● TASK STATEMENT: Continue the forum reply about dividing by zero, picking up right after its final sentence.

● SUPPLIED PASSAGE:
HOWEVER, let's just play along here...
so next you say then that 0 must equal 0*x, and therefore 0=0
well, the problem here is that now you have just removed the varible you were trying to solve for in the first place from the equation. of course 0 multiplied by anything is indeed zero. but now that you have removed your variable from the eqation all you are saying is that 0=0 and x is no longer part of the equation. it has just become... nothing - hey there's that word again. it seems to come up alot when talking about dividing by 0
moving onward...
you then define x to be 5 while using your same equation and come to the conclusion that 0=0.
nothing wrong here! HOWEVER, we have already shown that all you are doing in the end is removing the variable and saying 0=0. but you haven't actually done anything.
now let's talk about the whole 0/x=0 thing (first of all you didnt really need to do any math to arrive at this, you could have just started here).

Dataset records
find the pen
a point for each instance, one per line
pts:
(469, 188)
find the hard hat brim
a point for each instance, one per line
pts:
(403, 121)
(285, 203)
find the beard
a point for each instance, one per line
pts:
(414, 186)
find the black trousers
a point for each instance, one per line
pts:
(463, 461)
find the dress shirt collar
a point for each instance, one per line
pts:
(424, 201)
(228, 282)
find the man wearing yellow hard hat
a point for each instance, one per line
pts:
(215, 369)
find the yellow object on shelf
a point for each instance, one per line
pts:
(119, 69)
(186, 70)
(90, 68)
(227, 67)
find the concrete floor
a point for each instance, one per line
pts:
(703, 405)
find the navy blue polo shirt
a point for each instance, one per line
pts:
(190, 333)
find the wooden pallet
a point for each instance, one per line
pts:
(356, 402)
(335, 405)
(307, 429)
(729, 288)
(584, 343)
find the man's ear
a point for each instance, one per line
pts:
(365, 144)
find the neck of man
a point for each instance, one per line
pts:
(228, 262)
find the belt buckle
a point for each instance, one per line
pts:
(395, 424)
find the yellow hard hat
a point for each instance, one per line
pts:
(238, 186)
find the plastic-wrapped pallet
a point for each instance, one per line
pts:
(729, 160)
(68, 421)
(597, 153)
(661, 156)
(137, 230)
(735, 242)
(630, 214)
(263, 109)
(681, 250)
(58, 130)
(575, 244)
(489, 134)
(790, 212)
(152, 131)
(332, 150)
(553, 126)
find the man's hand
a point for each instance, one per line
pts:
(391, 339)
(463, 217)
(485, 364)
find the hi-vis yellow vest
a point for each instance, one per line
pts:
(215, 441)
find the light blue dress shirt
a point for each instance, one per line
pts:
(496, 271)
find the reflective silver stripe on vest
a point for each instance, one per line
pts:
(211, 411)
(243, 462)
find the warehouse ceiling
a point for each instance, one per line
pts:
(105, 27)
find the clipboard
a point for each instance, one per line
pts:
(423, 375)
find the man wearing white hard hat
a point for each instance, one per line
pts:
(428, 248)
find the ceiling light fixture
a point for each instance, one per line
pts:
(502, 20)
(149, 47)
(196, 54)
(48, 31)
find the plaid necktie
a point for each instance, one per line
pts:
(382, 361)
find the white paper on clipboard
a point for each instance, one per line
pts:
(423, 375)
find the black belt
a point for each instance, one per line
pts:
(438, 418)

● RESULT:
so you argue that since x can equal anything we want, why not make it 0 and thus 0/0=0. again we have already shown that this isn't true and in fact your argument that x can be anything while acting as the denominator is not entirely correct either. the denominator can be anything EXCEPT 0 for the very reason that it is undefinable (that's a real honest-to-goodness definition of denominators by the way. not something i made up). in fact later on in math when you are trying to solve very complex equations, if you ever arrive at 0 in the denominator, then you have reached a dead end. its a sign that you did something wrong and have to start over.
so now lets have a look at your last statement (and i'll quote you just to make sure i get it correct)...
"if you fallowed [followed] so far and remember that x can be any number[,] then that means zero can also be any and every number. So 0 can now equal 5 or any other number."
ok. i'm sorry, but i'm gonna have to be rash here. this is complete and utter nosensical gibberish. if YOU have been following so far, then perhaps you are starting to see why
I'll be happy to explain anyway...
i think you are missing a very fundamental alegbraic concept here. x CAN equal anything because it is simply a place holder. it doesn't have any value until you put it in an equation and say that it is equal to something - it is just something you are trying to solve for. merely a symbol for a place holder. 0 on the other hand is just.... 0. just like 1 is 1, 2 is 2 and so on.
let me illustrate my point...
let's say that 2x=6
now solve for x.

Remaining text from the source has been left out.